▸ **WHAT YOU WILL DO**: Each entry must be given again exactly as it appears, with images excluded.

▸ **SOURCE DATA**:
—————
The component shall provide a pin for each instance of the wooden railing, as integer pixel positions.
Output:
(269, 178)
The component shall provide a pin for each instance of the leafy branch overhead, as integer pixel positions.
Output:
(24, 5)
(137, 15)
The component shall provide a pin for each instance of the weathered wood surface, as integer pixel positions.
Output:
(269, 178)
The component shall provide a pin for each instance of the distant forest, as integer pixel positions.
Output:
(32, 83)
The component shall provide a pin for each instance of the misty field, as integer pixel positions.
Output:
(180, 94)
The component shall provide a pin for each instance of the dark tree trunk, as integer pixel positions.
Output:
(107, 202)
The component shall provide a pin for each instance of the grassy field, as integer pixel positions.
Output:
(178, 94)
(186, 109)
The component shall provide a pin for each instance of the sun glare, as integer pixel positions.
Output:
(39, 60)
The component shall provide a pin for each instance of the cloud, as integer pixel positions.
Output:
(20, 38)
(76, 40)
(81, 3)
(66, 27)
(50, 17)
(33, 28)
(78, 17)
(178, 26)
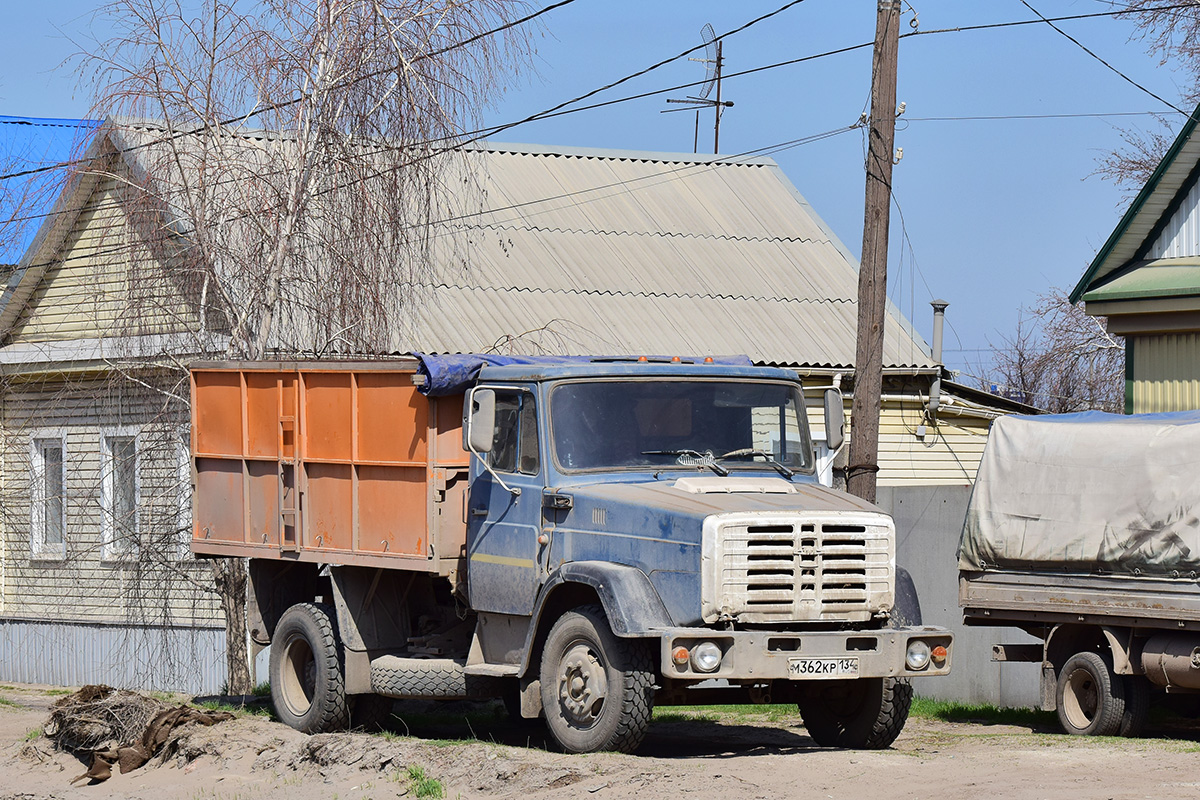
—————
▸ **SOLUTION FOR THIS EXERCISE**:
The component shall provide a pin for each instance of the wooden railing, as integer pixel positions.
Output:
(269, 178)
The component shall provide a pin for each instance of the leafy branch overhead, as integer pixel positions.
Output:
(24, 5)
(137, 15)
The component shall provide a pin for each instance of the weathered wood surface, as integer pixel positions.
Output:
(269, 178)
The component shall provide a pin for each instance of the distant forest, as integer pixel positions.
Output:
(32, 83)
The component shall provide a pin for each instance of the misty field, as integer pixel positions.
Output:
(180, 94)
The component shall provide a pin for each instance of the dark tree trunk, as integer pixel positions.
Output:
(107, 202)
The component shall provide a pin for each instance of the grassy field, as integer pixel positions.
Output:
(178, 94)
(186, 109)
The component shall provide a pin for each instance of the sun glare, as integer pixel positions.
Output:
(39, 60)
The component shall provide a pin for each instance of the cloud, as integer pixel positions.
Output:
(20, 38)
(76, 40)
(81, 3)
(66, 27)
(50, 17)
(33, 28)
(78, 17)
(178, 26)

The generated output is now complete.